Items stored from a collection:
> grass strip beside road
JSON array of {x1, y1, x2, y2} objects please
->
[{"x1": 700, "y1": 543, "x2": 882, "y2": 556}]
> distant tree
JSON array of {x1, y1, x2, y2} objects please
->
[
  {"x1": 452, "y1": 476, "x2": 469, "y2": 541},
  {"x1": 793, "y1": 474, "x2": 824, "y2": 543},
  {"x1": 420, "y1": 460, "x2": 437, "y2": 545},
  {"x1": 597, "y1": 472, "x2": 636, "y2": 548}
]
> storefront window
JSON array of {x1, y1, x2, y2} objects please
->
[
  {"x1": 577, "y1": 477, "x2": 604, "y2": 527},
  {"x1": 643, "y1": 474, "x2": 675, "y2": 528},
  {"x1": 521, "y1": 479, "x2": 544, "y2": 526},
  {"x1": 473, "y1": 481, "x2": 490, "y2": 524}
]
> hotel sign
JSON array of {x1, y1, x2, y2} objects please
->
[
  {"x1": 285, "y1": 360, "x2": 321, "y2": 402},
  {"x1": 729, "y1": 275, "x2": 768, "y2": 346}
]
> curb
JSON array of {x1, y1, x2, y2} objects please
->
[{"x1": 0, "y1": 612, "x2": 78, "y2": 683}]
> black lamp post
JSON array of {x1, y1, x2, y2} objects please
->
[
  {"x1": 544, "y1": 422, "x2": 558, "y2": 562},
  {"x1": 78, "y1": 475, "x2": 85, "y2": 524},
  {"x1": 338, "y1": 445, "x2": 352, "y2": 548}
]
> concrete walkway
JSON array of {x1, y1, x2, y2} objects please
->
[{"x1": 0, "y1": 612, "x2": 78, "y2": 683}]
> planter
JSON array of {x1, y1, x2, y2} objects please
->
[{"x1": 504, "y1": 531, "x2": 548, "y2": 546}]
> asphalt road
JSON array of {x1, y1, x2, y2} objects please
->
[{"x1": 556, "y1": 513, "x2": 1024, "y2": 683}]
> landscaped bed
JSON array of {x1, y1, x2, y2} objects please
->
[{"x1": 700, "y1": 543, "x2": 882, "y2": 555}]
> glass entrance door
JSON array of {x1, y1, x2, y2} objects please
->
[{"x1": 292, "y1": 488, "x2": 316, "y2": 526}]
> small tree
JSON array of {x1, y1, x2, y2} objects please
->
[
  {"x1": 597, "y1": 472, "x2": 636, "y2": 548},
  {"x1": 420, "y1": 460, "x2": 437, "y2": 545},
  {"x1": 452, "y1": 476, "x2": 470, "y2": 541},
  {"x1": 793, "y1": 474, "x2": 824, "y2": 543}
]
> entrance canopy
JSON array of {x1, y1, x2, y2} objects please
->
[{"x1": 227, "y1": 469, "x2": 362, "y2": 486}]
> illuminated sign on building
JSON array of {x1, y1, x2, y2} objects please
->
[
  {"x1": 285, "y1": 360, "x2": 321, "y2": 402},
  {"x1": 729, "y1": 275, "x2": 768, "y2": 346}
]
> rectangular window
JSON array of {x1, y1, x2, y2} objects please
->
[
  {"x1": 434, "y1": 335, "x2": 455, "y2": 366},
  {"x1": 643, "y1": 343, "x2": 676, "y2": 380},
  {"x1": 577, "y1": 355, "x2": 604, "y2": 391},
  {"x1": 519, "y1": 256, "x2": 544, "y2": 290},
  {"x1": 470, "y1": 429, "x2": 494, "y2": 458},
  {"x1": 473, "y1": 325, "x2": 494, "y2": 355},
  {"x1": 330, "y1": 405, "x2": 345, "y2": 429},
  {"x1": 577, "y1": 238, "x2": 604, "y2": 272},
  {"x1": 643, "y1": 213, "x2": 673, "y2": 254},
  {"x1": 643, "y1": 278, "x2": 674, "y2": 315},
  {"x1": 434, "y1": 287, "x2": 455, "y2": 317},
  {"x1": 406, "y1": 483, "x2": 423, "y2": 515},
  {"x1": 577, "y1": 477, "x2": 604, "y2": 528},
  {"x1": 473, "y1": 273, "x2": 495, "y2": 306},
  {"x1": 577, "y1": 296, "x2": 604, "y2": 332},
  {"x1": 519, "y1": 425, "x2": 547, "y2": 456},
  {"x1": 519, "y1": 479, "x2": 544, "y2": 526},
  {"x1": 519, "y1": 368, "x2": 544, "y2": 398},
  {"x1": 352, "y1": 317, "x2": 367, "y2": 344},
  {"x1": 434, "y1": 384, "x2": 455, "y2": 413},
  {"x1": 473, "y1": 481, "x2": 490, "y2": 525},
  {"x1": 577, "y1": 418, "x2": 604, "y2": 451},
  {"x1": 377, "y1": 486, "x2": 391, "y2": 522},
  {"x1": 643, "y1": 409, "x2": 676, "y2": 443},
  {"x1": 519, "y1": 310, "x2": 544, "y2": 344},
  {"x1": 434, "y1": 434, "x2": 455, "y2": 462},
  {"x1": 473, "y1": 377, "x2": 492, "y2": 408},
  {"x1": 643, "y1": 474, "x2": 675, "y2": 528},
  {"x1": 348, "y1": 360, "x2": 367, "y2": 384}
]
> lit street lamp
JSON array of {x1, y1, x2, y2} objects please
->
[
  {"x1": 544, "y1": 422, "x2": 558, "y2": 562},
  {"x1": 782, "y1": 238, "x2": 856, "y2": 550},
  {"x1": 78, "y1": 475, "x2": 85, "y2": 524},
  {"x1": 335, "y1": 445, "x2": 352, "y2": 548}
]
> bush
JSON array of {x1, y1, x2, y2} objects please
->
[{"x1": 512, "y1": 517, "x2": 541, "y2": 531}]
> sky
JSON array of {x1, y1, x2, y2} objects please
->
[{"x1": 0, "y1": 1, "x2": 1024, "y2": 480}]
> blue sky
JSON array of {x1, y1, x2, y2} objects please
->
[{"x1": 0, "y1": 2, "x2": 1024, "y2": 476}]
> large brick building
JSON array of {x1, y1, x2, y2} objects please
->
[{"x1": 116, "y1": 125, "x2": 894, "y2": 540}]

§ Directions:
Gather every line above that contains the word "sign", treating uppercase and lowercase as different.

§ Task output:
> hotel sign
> illuminated sign on building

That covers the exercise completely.